• Task to complete
I'd like the entries reproduced exactly, with the images omitted.

• Record extracts
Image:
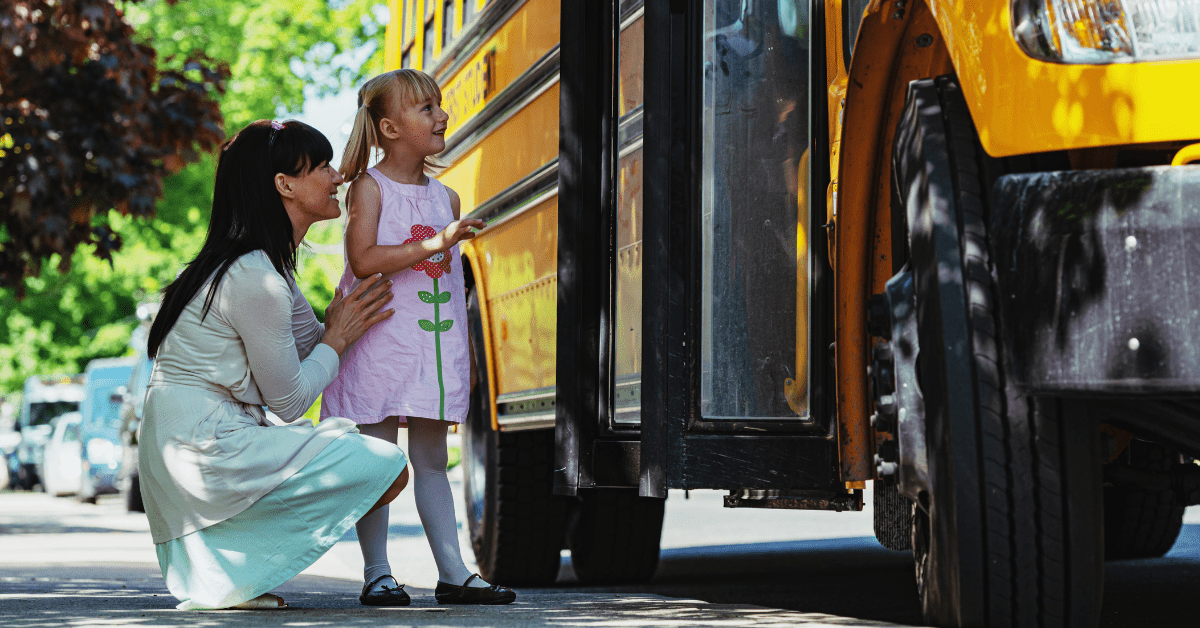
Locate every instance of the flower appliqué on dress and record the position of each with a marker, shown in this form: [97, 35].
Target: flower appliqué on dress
[435, 265]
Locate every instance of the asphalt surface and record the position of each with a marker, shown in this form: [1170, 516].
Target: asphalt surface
[64, 563]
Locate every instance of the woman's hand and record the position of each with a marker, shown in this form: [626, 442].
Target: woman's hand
[456, 232]
[348, 318]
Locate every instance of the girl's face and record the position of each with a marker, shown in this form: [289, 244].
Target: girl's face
[421, 126]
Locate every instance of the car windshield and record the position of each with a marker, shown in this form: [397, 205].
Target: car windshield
[42, 413]
[105, 411]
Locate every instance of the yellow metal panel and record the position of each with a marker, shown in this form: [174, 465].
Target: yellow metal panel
[629, 89]
[519, 267]
[487, 360]
[517, 148]
[1021, 105]
[527, 36]
[418, 22]
[391, 43]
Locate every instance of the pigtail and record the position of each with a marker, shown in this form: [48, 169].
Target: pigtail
[358, 149]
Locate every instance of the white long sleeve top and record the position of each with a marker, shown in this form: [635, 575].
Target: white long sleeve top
[205, 448]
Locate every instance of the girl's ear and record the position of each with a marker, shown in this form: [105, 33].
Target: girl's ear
[389, 129]
[283, 185]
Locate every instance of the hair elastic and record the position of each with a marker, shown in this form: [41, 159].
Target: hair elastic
[275, 129]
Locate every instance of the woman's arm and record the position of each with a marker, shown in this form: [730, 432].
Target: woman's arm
[305, 327]
[259, 307]
[364, 252]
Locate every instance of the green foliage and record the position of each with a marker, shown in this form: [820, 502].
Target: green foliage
[274, 51]
[89, 121]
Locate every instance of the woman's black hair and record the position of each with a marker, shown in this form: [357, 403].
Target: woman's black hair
[247, 211]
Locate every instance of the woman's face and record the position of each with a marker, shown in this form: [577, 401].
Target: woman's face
[315, 195]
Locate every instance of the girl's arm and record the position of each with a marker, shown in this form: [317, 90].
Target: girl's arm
[367, 257]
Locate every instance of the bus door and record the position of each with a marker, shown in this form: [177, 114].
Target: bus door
[600, 246]
[736, 384]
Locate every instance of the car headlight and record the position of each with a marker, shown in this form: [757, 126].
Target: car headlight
[1108, 31]
[101, 452]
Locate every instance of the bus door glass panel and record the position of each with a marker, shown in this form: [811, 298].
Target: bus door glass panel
[755, 297]
[628, 306]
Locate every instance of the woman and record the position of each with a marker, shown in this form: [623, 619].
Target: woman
[239, 506]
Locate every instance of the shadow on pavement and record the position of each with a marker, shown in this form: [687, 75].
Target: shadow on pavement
[135, 596]
[849, 576]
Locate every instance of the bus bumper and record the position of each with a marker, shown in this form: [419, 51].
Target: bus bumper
[1098, 280]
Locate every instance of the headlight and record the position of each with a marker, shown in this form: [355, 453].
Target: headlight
[1108, 31]
[101, 452]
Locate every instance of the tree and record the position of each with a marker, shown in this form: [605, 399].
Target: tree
[273, 52]
[89, 121]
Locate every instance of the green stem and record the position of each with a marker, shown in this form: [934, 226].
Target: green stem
[437, 348]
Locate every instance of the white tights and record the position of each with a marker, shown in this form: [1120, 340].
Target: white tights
[435, 502]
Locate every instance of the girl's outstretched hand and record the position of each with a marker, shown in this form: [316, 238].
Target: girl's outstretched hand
[347, 318]
[459, 231]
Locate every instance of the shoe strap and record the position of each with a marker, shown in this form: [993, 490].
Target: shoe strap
[385, 587]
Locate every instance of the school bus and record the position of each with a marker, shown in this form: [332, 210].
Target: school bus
[786, 247]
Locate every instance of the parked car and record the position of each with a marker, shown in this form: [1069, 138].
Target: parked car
[100, 425]
[63, 458]
[45, 398]
[133, 395]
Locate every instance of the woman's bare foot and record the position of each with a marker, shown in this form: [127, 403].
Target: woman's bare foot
[267, 600]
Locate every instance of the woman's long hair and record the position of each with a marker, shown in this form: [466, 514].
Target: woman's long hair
[247, 211]
[377, 100]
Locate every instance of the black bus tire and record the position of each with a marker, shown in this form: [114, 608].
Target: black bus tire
[516, 524]
[615, 536]
[1141, 522]
[133, 496]
[1011, 532]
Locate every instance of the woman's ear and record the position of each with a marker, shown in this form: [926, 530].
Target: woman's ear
[283, 185]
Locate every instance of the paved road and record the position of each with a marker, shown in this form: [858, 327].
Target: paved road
[63, 563]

• The completed task
Image:
Locate every instance of the flower appliqué on dress and record the position of each with a marker, shown in this form: [97, 35].
Target: flower appliqué on dress
[435, 265]
Locate every instance of the asphalt surface and record the position of each with a marker, shown in this form: [1170, 516].
Target: asphalt surface
[64, 563]
Locate every instance of the woman's hand and record the position of each with a marker, shown in this form: [626, 442].
Target: woman's hand
[456, 232]
[348, 318]
Locate every instance of the girl's face and record the position of each with a marker, shown in this form: [289, 244].
Target: girl's face
[421, 126]
Locate every instance of the car windshield and record the position of each with a marker, shown in this form: [397, 205].
Target: car windshield
[42, 413]
[105, 411]
Locate every instance of the yellow metal panel and record the position of each with a marker, shown in this form: [174, 465].
Target: yellow metal panel
[629, 89]
[519, 267]
[487, 360]
[517, 148]
[1021, 105]
[527, 36]
[418, 22]
[391, 43]
Locate every instance of the pigtail and record the position of each with a marker, shown in this form: [48, 169].
Target: pigtail
[358, 149]
Locate every instance of the white long sleeve top and record the position of each with a marker, shown in this form: [635, 575].
Target: white long sleeve top
[205, 448]
Locate every instance of the girl's ear and record the position of each with a marker, shown in this form: [105, 33].
Target: girl's ear
[389, 129]
[283, 185]
Locate every instance of the hair elastic and record the position of each with a marker, shown in this form: [41, 159].
Target: hair elastic
[275, 129]
Locate every instance of the woman's arm and record the position of each with a marker, shown in this form: [730, 432].
Target: woman's arm
[305, 327]
[259, 307]
[364, 252]
Locate every instance of the green foliage and record the position of each with a marker, shown in this form: [820, 502].
Target: green foliage
[274, 51]
[89, 121]
Locate every instance of the woman's black hair and record the position of each with a marker, shown in this form: [357, 403].
Target: woman's black hair
[247, 211]
Locate every instance of the woman's face and record the position of each with a marker, shown in this form: [577, 401].
Target: woman's face
[315, 195]
Locate every instance of the girl's arm and record the position of each with a marker, shown in this form: [317, 90].
Target: girl's arm
[367, 257]
Locate every instance of the bus door and record the position of each with a marker, shown in this form: [177, 114].
Target: bus door
[600, 246]
[736, 384]
Locate every instance of the car headlight and record the position of each with a marker, shown in this form: [757, 126].
Target: car headlight
[1108, 31]
[101, 452]
Locate every instance of the bus door glass panel and record the position of each with a marker, shown in this form: [811, 298].
Target: bus door glass panel
[755, 297]
[628, 306]
Locate every instance of the woman and record the position of each with a marker, shown in this form: [623, 619].
Target: woman
[239, 506]
Locate every instance of the shadow on pavement and record the position of each with a marker, shown in this form: [687, 75].
Target: shadow on pavement
[135, 596]
[849, 576]
Locate every instance of the bus bumper and record the position of each with a marker, shown in this form: [419, 51].
Target: bus bumper
[1098, 280]
Locate every instance of the headlight and record the position of each with a marker, shown in this form: [355, 453].
Target: headlight
[1108, 31]
[101, 452]
Locate every instance of the tree and record the position of each with a marker, shown in this form: [605, 399].
Target: tree
[273, 52]
[89, 121]
Locate every instance of the green stem and record the position of each with a marker, shown in this form: [934, 226].
Target: green stem
[437, 348]
Locate every instance of the white tights and record the position of each with a marker, shown in this form: [1120, 340].
Target: white tights
[435, 502]
Locate every instance of the girl's outstretched hand and record the position of each with a marker, shown in this form: [316, 238].
Target: girl's outstretched hand
[347, 318]
[459, 231]
Locate every instance of the shoe strap and record the position of each with a marker, shown in this form: [993, 490].
Target: shoe strap
[385, 587]
Locate every instance of the school bus and record the position of each with a marker, shown in this form: [332, 210].
Target: school bus
[786, 247]
Locate every instance of the parked car and record the position of each with a marker, shown in this form: [1069, 138].
Target: parked car
[100, 425]
[63, 458]
[45, 398]
[133, 395]
Locate every instance of the woman's bare foot and record the position of each with a marker, shown in this form: [127, 403].
Target: woman's bare foot
[267, 600]
Locate every instance of the woman's long hair and record the position of each with a marker, shown in this form: [466, 514].
Target: woman's long hair
[247, 211]
[377, 100]
Locate every instance of the black bus tire and record the position of each with a marker, shown in this form: [114, 608].
Target: black bus tire
[516, 524]
[615, 536]
[1141, 522]
[133, 496]
[1011, 532]
Locate every instance of the woman's ear and record the position of each with a marker, shown in this form: [926, 530].
Target: woman's ear
[283, 185]
Locate every instance of the paved road and record the position of each with a marker, shown in this form: [858, 327].
Target: paved road
[63, 563]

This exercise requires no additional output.